Point-based annotation data:
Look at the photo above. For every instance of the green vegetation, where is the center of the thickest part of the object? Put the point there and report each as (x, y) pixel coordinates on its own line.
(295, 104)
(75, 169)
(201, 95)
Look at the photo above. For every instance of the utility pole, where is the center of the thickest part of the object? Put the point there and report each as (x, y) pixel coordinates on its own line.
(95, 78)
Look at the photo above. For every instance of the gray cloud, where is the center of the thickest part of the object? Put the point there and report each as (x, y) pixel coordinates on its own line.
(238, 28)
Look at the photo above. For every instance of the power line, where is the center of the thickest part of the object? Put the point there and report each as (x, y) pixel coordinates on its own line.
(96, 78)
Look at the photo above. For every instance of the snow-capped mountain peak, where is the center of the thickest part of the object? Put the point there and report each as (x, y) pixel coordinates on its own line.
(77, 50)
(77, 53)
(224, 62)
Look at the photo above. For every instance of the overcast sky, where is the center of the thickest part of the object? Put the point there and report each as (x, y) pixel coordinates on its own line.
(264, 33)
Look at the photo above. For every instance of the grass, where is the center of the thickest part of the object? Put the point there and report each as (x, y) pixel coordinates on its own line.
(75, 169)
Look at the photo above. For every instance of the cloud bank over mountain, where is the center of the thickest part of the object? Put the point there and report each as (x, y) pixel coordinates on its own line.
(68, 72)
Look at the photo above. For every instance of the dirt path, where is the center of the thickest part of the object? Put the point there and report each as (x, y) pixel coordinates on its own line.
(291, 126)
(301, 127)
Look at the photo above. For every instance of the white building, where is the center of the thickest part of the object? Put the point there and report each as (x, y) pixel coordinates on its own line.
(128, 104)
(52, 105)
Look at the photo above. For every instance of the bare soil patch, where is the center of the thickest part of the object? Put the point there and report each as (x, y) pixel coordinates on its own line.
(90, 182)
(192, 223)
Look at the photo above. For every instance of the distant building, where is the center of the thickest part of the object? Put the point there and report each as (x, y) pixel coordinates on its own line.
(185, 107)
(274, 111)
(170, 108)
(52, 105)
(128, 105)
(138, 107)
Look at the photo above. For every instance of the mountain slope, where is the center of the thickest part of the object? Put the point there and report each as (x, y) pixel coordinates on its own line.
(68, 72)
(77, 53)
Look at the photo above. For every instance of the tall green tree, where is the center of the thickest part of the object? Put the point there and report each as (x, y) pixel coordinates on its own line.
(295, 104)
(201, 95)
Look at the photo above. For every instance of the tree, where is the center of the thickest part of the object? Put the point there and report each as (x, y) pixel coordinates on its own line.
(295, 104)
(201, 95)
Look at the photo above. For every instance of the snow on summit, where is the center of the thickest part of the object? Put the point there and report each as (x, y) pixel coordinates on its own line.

◆ Exercise details:
Please rewrite all the entries above, changing "thickest part" to "widest part" and leaving everything else as it is.

◆ Finished exercise:
Look at the photo above. For every instance of the green vegetation, where is the center of the widest part of the object? Put the point there and report each as (x, y) pixel coordinates on its own line.
(295, 104)
(75, 169)
(201, 95)
Look at the photo above. For every instance of the utility pole, where is the center of the widest part of the object? Put the point there and report each as (x, y) pixel coordinates on its own line.
(95, 78)
Look at the photo above. For every instance of the gray cloud, where is the center of the widest part of the object? Put the point there and report each as (x, y) pixel coordinates on its own line.
(238, 28)
Look at the photo above. For every instance of the power line, where is the center of the widest part of the object? Put the point there and report each as (x, y) pixel coordinates on its own line.
(96, 78)
Look at the photo above. For every instance of the snow-capped mountain peak, where is the center of the widest part of the object? Put the point there and report each as (x, y) pixel coordinates on its own line.
(77, 50)
(77, 53)
(224, 62)
Look at the photo above. For every instance of the overcast sky, where is the center of the widest part of the object? Put the point there and report each as (x, y) pixel coordinates on its own line.
(264, 33)
Look at the photo above. For every instance of the grass, where is the center of the widest part of the object? Put the point there and report each as (x, y) pixel coordinates on its own line.
(75, 169)
Look at the photo above. For every instance of the cloud bank over mountain, where is the center of the widest part of the object? Put the point there and report each as (x, y) pixel coordinates on its own line.
(68, 72)
Look at the photo above. For every instance of the dirt path, where is the center of the widest part of the object? Put the point there and report each as (x, y) pixel coordinates on its own line.
(291, 126)
(301, 127)
Look at the photo above. For every instance of the white building, where is the center of the widest part of the object? Put the point there and report each as (x, y) pixel coordinates on its own line.
(128, 104)
(52, 105)
Look at the photo above. For every instance of the bare soil patch, where is the center of the widest part of the object? Put the point there and report each as (x, y) pixel coordinates on its own line.
(90, 182)
(192, 223)
Look at the photo above. For every instance of the distant building, where is the center of the widest part of the object? Put the point there and report each as (x, y) pixel coordinates on its own line.
(185, 107)
(274, 111)
(170, 108)
(52, 105)
(128, 105)
(138, 107)
Look at the photo above. For every instance of the mountain slope, where is the center of the widest part of the object? Put the point there and report each as (x, y) pixel coordinates on its own line.
(68, 72)
(77, 53)
Look at the photo above. For every instance of the tall green tree, where is the center of the widest part of the object? Put the point there and report each as (x, y) pixel coordinates on its own line.
(295, 104)
(201, 95)
Look at the photo above. For every instance of the tree, where is the center of the widest part of the object? Put the point there and report each as (x, y) pixel coordinates on its own line.
(295, 104)
(201, 95)
Look at the photo above. For every instance of the snow on summit, where is the center of the widest part of the object? Put the point there and report each as (x, y) pixel coordinates on its own line.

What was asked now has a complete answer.